### Directions
1 – Copy the stretch of the bird ID thread from "That's it. This" through "(Feb 10, 2008)".
2 – Using the bird ID thread, decide whether each statement agrees with it, answering yes or no and quoting the words that settle it: (a) The first poster photographed the dead bird. (b) The dead bird was found in downtown Muskegon. (c) About ten of the birds landed on the boat.
3 – Name every user who posted in the bird ID thread, listing each one once.

# TinY Bird ID Help, Please



## OH-YEAH!!! (Jun 18, 2009)

I recently found a very small bird dead by my office.

It looked like a very thin, delicate version of a female Goldfinch with a thin 1/8 inch across and 2 inch long streak of red feathers along the length of the feathers on teh top of its head.

I didn't take a picture because I didn't want to be the weird guy taking a picture of a dead bird. :lol:


----------



## Big Frank 25 (Feb 21, 2002)

House Finch?

Check out all the weird dead bird pictures on the upland and waterfowl forum.


----------



## Nature (Dec 12, 2006)

ruby crowned kinglet?


----------



## OH-YEAH!!! (Jun 18, 2009)

Nature said:


> ruby crowned kinglet?


That's it. This picture I found on Yahoo shows it exactly.

Thanks for the help. It was in downtown Muskegon. Wonder if it got tired out with the nasty, nasty wind last week.


----------



## fathom this (Feb 10, 2008)

That looks just like the birds that landed on our boat while we were trolling on the big lake one spring. It was foggy and damp. About ten of them landed on the boat and proceeded to investigate the entire boat. they were quite tame and we captured one with ease. We let them fly away and I have never seen them again. We were out of Grand Haven.


----------



## OH-YEAH!!! (Jun 18, 2009)

fathom this said:


> That looks just like the birds that landed on our boat while we were trolling on the big lake one spring. It was foggy and damp. About ten of them landed on the boat and proceeded to investigate the entire boat. they were quite tame and we captured one with ease. We let them fly away and I have never seen them again. We were out of Grand Haven.


I was steelhead fishing the mouth of the Platte in the Spring about 10 years ago and had a small, red crested bird flying all over the bush behind me. Very tame as well.


----------



## OH-YEAH!!! (Jun 18, 2009)

Big Frank 25 said:


> House Finch?
> 
> Check out all the weird dead bird pictures on the upland and waterfowl forum.


But those are trophy shots. Someone might call the police if a guy in a suit is taking pictures of a dead bird on the street. :lol:


----------

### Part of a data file
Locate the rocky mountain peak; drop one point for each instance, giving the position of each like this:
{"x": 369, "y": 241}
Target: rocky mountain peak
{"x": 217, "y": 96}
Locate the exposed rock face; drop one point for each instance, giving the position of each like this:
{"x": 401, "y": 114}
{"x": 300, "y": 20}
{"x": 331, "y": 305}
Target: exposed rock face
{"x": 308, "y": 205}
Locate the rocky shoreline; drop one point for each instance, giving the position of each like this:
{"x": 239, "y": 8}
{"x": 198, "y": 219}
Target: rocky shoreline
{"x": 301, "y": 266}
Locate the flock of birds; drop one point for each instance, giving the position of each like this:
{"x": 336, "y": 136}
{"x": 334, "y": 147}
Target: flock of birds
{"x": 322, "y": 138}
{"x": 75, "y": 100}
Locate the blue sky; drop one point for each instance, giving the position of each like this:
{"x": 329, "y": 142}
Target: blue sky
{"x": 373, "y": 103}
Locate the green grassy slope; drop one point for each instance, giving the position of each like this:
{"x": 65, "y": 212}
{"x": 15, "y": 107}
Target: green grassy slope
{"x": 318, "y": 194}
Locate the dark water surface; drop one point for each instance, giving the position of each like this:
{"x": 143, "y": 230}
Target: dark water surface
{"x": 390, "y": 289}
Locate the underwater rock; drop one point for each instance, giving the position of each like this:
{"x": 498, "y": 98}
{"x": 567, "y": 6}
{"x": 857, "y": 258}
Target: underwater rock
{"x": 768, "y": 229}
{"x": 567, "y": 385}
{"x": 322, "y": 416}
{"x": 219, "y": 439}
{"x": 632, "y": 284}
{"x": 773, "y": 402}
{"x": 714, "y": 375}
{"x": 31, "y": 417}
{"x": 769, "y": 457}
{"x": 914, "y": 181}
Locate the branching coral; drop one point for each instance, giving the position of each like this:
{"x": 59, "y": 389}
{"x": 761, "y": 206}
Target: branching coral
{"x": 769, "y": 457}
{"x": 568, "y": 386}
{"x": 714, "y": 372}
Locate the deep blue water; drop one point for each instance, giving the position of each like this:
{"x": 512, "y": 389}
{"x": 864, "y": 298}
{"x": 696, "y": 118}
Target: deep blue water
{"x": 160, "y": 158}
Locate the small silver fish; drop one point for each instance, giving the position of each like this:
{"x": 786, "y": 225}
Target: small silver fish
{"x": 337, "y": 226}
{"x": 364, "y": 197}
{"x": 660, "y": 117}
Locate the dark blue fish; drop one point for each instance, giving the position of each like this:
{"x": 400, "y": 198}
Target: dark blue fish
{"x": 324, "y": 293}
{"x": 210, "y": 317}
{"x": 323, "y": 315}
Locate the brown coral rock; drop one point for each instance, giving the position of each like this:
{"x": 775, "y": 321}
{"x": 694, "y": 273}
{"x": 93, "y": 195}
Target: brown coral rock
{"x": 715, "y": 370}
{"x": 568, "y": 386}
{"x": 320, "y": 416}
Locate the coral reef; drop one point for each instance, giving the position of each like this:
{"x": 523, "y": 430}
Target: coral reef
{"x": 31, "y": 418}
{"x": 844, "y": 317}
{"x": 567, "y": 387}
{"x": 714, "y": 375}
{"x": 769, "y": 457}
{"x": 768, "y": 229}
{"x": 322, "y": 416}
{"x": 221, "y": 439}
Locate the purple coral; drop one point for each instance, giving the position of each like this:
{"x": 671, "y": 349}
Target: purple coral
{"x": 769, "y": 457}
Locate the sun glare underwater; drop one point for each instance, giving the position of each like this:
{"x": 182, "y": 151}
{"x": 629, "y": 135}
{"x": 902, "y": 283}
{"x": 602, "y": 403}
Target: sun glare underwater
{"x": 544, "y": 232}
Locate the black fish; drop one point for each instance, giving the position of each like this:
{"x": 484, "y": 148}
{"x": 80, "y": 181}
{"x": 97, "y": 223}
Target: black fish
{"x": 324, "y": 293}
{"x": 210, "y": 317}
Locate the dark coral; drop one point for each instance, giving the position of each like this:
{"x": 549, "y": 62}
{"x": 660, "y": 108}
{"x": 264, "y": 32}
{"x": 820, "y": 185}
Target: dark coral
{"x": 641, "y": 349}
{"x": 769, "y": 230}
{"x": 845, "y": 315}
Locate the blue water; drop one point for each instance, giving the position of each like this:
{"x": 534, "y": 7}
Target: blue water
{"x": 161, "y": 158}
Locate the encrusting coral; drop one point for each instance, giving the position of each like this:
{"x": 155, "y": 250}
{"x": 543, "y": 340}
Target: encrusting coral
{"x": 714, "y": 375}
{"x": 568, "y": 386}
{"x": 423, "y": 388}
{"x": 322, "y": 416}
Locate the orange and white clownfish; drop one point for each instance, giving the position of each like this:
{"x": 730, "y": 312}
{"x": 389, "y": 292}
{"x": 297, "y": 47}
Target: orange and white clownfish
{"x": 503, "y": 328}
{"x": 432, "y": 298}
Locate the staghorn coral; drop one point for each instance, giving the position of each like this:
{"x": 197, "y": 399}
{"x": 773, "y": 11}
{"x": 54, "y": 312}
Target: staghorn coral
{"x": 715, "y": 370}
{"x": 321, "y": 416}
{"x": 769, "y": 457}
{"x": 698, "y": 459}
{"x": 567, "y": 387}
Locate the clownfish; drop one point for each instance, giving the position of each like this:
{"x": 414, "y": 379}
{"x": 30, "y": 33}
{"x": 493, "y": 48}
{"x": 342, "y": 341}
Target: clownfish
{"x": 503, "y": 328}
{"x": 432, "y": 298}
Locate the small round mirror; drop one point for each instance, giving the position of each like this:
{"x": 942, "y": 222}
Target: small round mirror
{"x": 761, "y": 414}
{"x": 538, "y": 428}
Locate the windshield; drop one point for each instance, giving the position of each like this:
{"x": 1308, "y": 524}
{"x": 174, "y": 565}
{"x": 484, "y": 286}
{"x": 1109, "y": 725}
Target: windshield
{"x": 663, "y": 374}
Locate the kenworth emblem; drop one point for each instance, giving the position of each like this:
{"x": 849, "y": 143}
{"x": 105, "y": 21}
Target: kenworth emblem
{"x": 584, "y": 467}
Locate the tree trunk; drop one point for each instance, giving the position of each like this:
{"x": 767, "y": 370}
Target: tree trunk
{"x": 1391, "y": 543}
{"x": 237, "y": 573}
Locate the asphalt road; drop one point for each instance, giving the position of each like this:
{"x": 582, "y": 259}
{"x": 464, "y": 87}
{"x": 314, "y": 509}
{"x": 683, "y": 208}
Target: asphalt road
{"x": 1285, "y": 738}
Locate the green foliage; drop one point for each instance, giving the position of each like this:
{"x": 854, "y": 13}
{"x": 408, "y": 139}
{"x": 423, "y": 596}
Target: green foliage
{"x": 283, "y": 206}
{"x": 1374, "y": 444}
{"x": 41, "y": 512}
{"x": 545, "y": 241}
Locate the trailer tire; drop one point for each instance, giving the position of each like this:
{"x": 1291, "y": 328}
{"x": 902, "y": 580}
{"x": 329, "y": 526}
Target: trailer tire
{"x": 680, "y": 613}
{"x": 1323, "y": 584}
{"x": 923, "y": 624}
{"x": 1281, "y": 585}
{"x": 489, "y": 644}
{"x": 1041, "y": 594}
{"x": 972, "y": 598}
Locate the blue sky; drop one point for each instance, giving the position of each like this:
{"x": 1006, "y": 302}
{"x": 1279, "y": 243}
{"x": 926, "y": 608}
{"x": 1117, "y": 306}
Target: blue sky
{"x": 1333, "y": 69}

### Results for each task
1 –
That's it. This picture I found on Yahoo shows it exactly.

Thanks for the help. It was in downtown Muskegon. Wonder if it got tired out with the nasty, nasty wind last week.


----------



## fathom this (Feb 10, 2008)

2 –
(a) No: "I didn't take a picture because I didn't want to be the weird guy taking a picture of a dead bird."
(b) Yes: "It was in downtown Muskegon."
(c) Yes: "About ten of them landed on the boat"

3 –
OH-YEAH!!!
Big Frank 25
Nature
fathom this